## Activity
Would you please output, word for word, the span of the listing below that opens on the line containing "Mark every instance of the lamp" and closes on the line containing "Mark every instance of the treeline"? Include both ends and nothing more.

*** Supplied records ***

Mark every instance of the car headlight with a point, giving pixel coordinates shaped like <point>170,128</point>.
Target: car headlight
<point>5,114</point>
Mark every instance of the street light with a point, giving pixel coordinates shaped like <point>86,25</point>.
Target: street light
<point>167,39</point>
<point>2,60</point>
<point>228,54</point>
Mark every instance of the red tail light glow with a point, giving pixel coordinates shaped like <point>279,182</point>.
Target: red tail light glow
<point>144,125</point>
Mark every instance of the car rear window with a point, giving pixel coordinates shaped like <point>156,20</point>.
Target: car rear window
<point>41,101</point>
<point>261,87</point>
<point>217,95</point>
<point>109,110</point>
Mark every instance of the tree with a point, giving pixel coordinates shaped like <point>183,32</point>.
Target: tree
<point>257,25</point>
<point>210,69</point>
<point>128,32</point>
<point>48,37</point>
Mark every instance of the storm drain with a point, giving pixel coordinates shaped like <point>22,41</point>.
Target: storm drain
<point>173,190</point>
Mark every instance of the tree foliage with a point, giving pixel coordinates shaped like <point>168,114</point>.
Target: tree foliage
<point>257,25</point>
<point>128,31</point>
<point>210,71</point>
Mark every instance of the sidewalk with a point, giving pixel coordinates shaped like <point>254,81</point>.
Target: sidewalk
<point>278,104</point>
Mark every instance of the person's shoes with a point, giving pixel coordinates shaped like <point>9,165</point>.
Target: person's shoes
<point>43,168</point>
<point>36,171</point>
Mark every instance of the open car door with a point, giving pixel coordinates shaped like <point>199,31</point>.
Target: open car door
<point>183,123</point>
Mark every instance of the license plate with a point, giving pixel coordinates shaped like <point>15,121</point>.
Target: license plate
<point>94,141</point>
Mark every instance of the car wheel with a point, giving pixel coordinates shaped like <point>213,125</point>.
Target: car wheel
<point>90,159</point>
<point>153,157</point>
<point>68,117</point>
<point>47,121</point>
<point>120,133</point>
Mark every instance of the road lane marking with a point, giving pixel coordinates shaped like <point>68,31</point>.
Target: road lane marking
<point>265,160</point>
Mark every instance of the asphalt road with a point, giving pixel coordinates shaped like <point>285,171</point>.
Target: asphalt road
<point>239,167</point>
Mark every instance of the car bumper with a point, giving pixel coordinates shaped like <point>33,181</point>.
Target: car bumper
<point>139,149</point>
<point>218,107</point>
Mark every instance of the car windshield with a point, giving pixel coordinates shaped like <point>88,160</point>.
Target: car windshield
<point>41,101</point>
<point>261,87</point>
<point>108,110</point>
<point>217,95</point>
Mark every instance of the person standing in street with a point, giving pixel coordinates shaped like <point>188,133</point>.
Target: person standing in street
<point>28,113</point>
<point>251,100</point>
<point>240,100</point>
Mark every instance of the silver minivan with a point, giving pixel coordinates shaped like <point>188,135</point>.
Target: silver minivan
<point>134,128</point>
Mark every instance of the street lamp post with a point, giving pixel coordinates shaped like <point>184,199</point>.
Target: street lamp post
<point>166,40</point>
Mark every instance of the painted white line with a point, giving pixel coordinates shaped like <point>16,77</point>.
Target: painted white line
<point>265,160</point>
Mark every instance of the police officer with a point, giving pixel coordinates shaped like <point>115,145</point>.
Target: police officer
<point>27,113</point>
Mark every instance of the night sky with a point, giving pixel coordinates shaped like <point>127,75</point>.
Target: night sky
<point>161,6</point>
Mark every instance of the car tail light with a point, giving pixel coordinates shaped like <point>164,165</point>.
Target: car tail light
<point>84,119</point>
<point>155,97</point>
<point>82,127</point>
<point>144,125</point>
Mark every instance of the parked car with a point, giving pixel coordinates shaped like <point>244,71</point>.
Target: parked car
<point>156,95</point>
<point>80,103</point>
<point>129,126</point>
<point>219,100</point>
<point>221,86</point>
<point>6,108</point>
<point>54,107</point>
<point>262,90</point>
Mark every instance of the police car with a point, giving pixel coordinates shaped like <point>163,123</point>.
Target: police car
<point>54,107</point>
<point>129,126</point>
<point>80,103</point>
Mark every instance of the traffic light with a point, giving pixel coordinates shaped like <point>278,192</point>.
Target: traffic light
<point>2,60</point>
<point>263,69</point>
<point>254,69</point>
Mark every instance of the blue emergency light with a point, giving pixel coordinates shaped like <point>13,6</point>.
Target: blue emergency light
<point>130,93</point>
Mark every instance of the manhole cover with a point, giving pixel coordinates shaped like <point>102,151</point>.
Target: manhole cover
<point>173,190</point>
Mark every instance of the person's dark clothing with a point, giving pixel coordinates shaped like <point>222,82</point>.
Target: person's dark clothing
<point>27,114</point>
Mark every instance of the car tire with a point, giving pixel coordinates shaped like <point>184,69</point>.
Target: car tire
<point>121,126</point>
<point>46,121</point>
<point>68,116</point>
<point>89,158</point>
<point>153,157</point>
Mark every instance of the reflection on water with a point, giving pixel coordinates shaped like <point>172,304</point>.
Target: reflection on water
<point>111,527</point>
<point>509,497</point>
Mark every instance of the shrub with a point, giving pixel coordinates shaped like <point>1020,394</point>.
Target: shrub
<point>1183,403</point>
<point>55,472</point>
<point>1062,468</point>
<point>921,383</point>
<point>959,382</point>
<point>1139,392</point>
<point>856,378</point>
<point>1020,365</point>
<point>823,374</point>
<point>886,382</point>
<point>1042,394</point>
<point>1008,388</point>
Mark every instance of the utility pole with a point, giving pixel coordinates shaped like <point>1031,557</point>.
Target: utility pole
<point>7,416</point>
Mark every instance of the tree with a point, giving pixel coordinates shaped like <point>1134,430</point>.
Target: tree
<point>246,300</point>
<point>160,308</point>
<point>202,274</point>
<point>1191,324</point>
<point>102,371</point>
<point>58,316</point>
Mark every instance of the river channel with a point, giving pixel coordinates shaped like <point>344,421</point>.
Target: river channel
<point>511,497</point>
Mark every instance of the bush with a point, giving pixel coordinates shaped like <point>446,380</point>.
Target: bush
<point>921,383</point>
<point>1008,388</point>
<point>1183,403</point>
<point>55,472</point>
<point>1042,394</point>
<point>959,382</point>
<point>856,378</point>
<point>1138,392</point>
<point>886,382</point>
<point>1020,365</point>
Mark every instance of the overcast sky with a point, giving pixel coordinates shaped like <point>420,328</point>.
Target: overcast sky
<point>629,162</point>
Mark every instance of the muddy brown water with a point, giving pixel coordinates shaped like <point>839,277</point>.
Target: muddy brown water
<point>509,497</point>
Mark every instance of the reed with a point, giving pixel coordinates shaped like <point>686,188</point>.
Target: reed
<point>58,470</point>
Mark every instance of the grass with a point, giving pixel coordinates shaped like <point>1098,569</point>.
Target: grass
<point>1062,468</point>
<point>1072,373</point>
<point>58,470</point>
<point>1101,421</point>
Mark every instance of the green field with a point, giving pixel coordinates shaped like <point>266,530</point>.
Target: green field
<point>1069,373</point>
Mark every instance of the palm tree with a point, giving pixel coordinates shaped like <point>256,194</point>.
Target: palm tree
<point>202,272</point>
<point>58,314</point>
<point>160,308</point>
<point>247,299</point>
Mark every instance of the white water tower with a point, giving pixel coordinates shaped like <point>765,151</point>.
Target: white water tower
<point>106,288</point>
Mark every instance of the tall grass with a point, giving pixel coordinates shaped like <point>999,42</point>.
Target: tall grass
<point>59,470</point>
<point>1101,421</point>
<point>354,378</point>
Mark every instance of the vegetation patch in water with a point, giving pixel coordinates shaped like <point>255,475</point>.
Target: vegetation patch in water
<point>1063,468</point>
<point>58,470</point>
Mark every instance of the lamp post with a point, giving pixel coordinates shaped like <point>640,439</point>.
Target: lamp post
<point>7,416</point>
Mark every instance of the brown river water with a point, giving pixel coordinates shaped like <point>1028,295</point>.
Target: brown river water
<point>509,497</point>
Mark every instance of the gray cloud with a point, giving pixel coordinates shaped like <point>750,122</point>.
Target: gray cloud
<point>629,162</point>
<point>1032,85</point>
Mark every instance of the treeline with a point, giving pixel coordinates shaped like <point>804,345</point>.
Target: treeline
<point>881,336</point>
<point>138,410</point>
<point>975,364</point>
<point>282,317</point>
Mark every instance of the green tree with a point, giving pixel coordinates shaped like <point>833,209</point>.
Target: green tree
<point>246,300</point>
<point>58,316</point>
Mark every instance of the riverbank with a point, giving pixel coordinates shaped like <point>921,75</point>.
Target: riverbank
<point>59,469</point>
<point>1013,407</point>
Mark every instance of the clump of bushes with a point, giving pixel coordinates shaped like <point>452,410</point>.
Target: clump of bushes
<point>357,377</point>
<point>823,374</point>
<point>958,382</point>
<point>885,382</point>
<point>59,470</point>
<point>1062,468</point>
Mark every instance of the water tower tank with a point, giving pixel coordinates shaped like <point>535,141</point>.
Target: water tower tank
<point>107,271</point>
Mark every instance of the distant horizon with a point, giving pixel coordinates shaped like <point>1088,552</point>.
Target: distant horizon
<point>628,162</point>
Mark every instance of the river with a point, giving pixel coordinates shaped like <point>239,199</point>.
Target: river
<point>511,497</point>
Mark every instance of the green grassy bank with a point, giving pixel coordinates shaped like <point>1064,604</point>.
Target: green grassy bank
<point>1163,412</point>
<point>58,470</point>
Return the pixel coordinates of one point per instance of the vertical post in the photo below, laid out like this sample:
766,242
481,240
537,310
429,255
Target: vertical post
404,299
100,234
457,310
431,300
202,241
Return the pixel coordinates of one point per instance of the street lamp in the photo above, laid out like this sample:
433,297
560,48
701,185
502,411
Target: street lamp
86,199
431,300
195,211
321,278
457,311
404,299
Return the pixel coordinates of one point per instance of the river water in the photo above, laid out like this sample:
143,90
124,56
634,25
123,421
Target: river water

*** End of Supplied records ***

## Task result
Mark every instance of the lamp post with a point, giving pixel coordinates shaped like <point>640,439</point>.
Target: lamp post
<point>7,416</point>
Mark every instance of the brown river water with a point, giving pixel coordinates shaped like <point>1028,295</point>.
Target: brown river water
<point>509,497</point>
Mark every instance of the gray cloud with a point, giving pixel coordinates shaped like <point>750,122</point>.
Target: gray cloud
<point>629,162</point>
<point>1032,85</point>
Mark every instance of the treeline with a point, giving pixel coordinates shaped like <point>804,345</point>.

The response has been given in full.